- _Set task_: Render every line of the entries below as a Markdown table with the columns "Number" and "Record line," numbering the rows in order and omitting any blank lines.

>> START Material shown

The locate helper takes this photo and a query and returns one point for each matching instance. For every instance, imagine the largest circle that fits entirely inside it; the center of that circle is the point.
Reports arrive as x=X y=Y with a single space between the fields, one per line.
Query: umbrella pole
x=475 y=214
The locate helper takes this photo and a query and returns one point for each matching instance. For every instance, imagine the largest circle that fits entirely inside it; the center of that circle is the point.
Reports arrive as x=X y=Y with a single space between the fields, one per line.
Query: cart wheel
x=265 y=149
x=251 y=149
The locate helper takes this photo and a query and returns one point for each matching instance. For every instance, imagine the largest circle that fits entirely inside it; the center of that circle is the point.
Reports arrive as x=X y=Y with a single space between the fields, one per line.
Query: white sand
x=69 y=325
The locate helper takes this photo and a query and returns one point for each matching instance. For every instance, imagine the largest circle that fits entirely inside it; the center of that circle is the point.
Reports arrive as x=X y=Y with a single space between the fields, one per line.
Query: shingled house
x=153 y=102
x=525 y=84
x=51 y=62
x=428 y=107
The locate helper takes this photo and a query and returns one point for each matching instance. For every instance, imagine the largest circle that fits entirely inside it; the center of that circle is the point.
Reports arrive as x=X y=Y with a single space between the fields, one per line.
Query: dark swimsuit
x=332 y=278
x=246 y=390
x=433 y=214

>> END Material shown

- _Response to the exercise_:
| Number | Record line |
|---|---|
| 1 | The locate helper takes this photo and a query and returns one point for each matching instance. For every instance, imagine the largest circle that fits entirely inside it; the center of that circle is the point. |
| 2 | Reports arrive as x=X y=Y with a single space between the fields, one per line. |
| 3 | Query: umbrella pole |
| 4 | x=475 y=214 |
| 5 | The locate helper takes this photo and a query and returns one point for each matching instance. For every instance, imagine the largest circle that fits entirely inside it; the center of that circle is the point. |
| 6 | Reports arrive as x=X y=Y with a single space between the fields, one per line. |
| 7 | Query: cart wheel |
| 8 | x=265 y=149 |
| 9 | x=251 y=149 |
| 10 | The locate helper takes this photo and a query and returns one point for each matching instance. For every instance, imagine the largest circle that fits entirely inside it; the center of that circle is the point. |
| 11 | Reports arrive as x=X y=Y with a single space between the fields, one per line. |
| 12 | Query: white sand |
| 13 | x=69 y=325 |
| 14 | The locate helper takes this photo and a query and returns one point for each matching instance. For every instance, imagine the largest circle that fits entirely inside it; the center of that circle is the point. |
| 15 | Reports arrive as x=X y=Y with a single space between the fields, one per line. |
| 16 | Query: shingled house |
| 17 | x=153 y=102 |
| 18 | x=525 y=84 |
| 19 | x=51 y=62 |
| 20 | x=428 y=107 |
| 21 | The locate helper takes this photo and a query and returns one point for each matching instance. For every instance, imagine the largest circle that fits entirely inside it; the center of that circle is the point. |
| 22 | Reports arrive as x=X y=Y with a single space between the fields, one per line. |
| 23 | Query: dark swimsuit |
| 24 | x=332 y=278 |
| 25 | x=246 y=390 |
| 26 | x=433 y=214 |